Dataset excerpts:
────────
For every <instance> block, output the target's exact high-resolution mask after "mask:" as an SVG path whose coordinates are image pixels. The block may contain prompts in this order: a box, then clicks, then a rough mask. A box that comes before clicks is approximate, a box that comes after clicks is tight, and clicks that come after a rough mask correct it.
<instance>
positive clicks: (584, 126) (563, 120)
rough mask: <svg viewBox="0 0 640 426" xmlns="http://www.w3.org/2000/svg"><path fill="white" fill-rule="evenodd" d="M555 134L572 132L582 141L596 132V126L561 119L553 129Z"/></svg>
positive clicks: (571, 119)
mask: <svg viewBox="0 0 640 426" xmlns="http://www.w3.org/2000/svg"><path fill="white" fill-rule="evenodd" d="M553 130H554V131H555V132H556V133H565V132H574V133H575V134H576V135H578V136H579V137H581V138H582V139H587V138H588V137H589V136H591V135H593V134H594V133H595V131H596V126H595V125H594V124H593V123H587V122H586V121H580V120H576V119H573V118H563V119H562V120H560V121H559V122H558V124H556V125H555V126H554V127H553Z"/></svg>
────────
> [WHAT TO PRODUCE]: For this exercise, output the entries above exactly as written.

> [ANSWER SPACE]:
For every <instance> block, output the target's exact high-resolution mask after "mask:" as an SVG path whose coordinates are image pixels. The block may contain prompts in this order: a box, then clicks, then a rough mask. A box that comes before clicks is approximate, a box that comes after clicks is tight, and clicks that come after a rough mask correct it.
<instance>
positive clicks: (584, 126) (563, 120)
rough mask: <svg viewBox="0 0 640 426" xmlns="http://www.w3.org/2000/svg"><path fill="white" fill-rule="evenodd" d="M555 134L572 132L582 141L596 132V126L561 119L553 129Z"/></svg>
positive clicks: (571, 119)
mask: <svg viewBox="0 0 640 426" xmlns="http://www.w3.org/2000/svg"><path fill="white" fill-rule="evenodd" d="M553 130H554V131H555V132H556V133H565V132H574V133H575V134H576V135H578V136H579V137H581V138H582V139H587V138H588V137H589V136H591V135H593V134H594V133H595V131H596V126H595V125H594V124H593V123H587V122H586V121H580V120H576V119H573V118H563V119H562V120H560V121H559V122H558V124H556V125H555V126H554V127H553Z"/></svg>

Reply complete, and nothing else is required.